# What you will do
List every line in the data below that contains the string "Query", copying each one in full. Case counts.

BEGIN Given data

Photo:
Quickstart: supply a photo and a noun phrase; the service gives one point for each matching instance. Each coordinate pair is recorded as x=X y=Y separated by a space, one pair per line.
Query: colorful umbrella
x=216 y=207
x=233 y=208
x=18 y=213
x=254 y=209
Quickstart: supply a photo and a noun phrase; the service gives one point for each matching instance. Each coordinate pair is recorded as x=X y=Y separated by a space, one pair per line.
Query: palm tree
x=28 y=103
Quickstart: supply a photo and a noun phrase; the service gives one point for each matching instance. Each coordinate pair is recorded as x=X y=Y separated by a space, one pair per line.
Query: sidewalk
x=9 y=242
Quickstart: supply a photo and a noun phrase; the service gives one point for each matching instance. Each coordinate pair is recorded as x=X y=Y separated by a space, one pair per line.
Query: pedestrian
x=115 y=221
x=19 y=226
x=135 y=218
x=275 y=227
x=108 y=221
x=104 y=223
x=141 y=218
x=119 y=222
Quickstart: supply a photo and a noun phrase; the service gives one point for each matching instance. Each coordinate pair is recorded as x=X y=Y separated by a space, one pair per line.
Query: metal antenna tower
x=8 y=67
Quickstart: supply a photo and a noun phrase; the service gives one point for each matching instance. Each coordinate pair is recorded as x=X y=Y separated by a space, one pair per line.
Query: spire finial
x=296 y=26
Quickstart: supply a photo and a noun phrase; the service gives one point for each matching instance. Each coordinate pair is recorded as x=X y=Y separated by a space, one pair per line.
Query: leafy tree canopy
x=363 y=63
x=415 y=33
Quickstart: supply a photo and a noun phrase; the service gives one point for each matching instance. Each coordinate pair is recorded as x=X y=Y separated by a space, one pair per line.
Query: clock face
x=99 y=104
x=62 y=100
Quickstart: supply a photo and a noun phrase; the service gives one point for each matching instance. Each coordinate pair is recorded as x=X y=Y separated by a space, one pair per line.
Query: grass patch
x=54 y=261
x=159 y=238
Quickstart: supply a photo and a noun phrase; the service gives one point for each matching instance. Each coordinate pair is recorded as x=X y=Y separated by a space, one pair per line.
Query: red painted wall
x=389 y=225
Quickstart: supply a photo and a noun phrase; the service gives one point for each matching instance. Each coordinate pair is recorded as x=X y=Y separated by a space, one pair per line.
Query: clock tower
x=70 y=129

END Given data

# Exercise solution
Query: colorful umbrella
Query: palm tree
Query: sidewalk
Query: pedestrian
Query: metal antenna tower
Query: spire finial
Query: leafy tree canopy
Query: clock face
Query: grass patch
Query: red painted wall
Query: clock tower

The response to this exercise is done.